**Short task**
Convert the data below into a Markdown table with two columns, Row and Text. Give each line its own numbered row and leave out blank lines.
********************
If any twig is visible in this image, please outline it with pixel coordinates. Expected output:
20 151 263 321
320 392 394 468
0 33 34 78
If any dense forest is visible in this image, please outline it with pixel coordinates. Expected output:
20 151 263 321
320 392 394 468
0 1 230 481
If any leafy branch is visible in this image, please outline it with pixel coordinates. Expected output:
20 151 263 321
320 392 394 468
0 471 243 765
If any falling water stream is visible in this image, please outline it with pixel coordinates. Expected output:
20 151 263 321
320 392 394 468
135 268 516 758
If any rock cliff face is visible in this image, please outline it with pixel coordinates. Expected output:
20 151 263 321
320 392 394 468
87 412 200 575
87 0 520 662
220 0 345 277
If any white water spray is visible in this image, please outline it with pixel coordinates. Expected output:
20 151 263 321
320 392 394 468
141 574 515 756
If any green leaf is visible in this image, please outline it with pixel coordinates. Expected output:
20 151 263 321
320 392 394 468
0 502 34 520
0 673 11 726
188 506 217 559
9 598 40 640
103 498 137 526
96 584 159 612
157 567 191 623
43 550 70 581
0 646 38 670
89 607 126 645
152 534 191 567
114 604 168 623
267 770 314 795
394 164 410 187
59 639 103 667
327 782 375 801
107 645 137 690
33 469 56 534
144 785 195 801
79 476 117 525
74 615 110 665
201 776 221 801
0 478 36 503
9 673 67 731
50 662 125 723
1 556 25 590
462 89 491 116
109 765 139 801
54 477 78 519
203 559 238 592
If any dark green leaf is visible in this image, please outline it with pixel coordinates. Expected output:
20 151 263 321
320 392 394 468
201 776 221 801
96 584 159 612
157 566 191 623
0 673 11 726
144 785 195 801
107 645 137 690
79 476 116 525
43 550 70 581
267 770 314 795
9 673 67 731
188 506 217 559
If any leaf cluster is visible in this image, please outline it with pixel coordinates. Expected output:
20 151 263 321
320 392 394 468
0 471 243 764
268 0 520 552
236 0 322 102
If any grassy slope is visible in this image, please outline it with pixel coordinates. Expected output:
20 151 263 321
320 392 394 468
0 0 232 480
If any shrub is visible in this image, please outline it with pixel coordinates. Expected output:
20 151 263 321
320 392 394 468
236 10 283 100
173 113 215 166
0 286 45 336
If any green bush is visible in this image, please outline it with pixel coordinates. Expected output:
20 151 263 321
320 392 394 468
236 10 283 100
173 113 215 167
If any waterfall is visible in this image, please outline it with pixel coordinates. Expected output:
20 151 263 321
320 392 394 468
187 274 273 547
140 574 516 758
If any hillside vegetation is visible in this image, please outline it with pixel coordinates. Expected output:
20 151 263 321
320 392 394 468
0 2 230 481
********************
**Result of the exercise**
| Row | Text |
|---|---|
| 1 | If any twig is visible in this image, please outline it with pixel coordinates. Expected output: |
| 2 | 20 151 263 321 |
| 3 | 320 392 394 468 |
| 4 | 0 33 34 78 |
| 5 | If any dense forest is visible in this image, please outline it with pixel coordinates. Expected output: |
| 6 | 20 151 263 321 |
| 7 | 320 392 394 468 |
| 8 | 0 1 230 481 |
| 9 | If any leafy branch is visible in this image, please outline it with pixel coordinates. Expected output: |
| 10 | 20 151 263 321 |
| 11 | 320 392 394 468 |
| 12 | 0 471 243 765 |
| 13 | If any falling water stream is visible in this image, please outline it with pixel coordinates. Expected output: |
| 14 | 20 151 263 321 |
| 15 | 320 392 394 468 |
| 16 | 135 268 516 758 |
| 17 | If any rock cliff face is visible in this image, please outline it with pixel coordinates. Expected output: |
| 18 | 20 151 263 321 |
| 19 | 320 392 394 468 |
| 20 | 87 412 200 575 |
| 21 | 87 0 520 662 |
| 22 | 220 0 345 277 |
| 23 | If any white water spray is visible in this image, please outline it with pixel coordinates. Expected output: |
| 24 | 20 151 263 321 |
| 25 | 320 392 394 468 |
| 26 | 141 574 515 756 |
| 27 | If any green leaf is visible in this image, please outline it with pixel coordinates. Expected output: |
| 28 | 20 151 263 321 |
| 29 | 320 392 394 468 |
| 30 | 0 502 34 520 |
| 31 | 0 673 11 726 |
| 32 | 188 506 217 559 |
| 33 | 9 598 40 640 |
| 34 | 103 498 137 526 |
| 35 | 96 584 159 612 |
| 36 | 157 567 191 623 |
| 37 | 43 550 70 581 |
| 38 | 0 646 38 670 |
| 39 | 89 607 126 645 |
| 40 | 152 534 191 567 |
| 41 | 114 604 168 623 |
| 42 | 267 770 314 795 |
| 43 | 394 164 410 187 |
| 44 | 59 639 103 667 |
| 45 | 327 782 375 801 |
| 46 | 107 645 137 690 |
| 47 | 33 469 56 534 |
| 48 | 144 785 195 801 |
| 49 | 79 476 117 525 |
| 50 | 74 615 110 665 |
| 51 | 201 776 221 801 |
| 52 | 0 478 36 503 |
| 53 | 9 673 67 731 |
| 54 | 50 662 125 723 |
| 55 | 1 556 25 590 |
| 56 | 462 89 491 116 |
| 57 | 109 765 139 801 |
| 58 | 54 477 78 519 |
| 59 | 203 559 238 592 |
| 60 | If any dark green leaf is visible in this image, please outline it with pixel coordinates. Expected output: |
| 61 | 20 151 263 321 |
| 62 | 320 392 394 468 |
| 63 | 201 776 221 801 |
| 64 | 96 584 159 612 |
| 65 | 157 566 191 623 |
| 66 | 0 673 11 726 |
| 67 | 144 785 195 801 |
| 68 | 107 645 137 690 |
| 69 | 79 476 116 525 |
| 70 | 43 550 70 581 |
| 71 | 267 770 314 795 |
| 72 | 9 673 67 731 |
| 73 | 188 506 217 559 |
| 74 | If any leaf cluster is visible in this image, please outline it with pixel coordinates. Expected output: |
| 75 | 20 151 263 321 |
| 76 | 320 392 394 468 |
| 77 | 0 471 243 764 |
| 78 | 268 0 520 552 |
| 79 | 236 0 322 102 |
| 80 | If any grassy slope is visible in this image, please outline it with pixel coordinates. Expected output: |
| 81 | 20 151 263 321 |
| 82 | 320 392 394 468 |
| 83 | 0 0 232 480 |
| 84 | If any shrub is visible in this image, please outline it with pixel coordinates. Expected output: |
| 85 | 20 151 263 321 |
| 86 | 320 392 394 468 |
| 87 | 236 10 283 100 |
| 88 | 173 113 215 166 |
| 89 | 0 286 45 336 |
| 90 | If any green bush is visible in this image, please outline it with pixel coordinates. Expected output: |
| 91 | 20 151 263 321 |
| 92 | 320 392 394 468 |
| 93 | 236 10 283 100 |
| 94 | 173 113 215 167 |
| 95 | If any waterfall is visible in this image, please outline it with pixel coordinates. Expected output: |
| 96 | 20 151 263 321 |
| 97 | 320 392 394 468 |
| 98 | 187 274 273 547 |
| 99 | 140 574 516 758 |
| 100 | If any hillside vegetation is visible in this image, please outline it with pixel coordinates. Expected output: |
| 101 | 20 151 263 321 |
| 102 | 320 392 394 468 |
| 103 | 0 2 230 481 |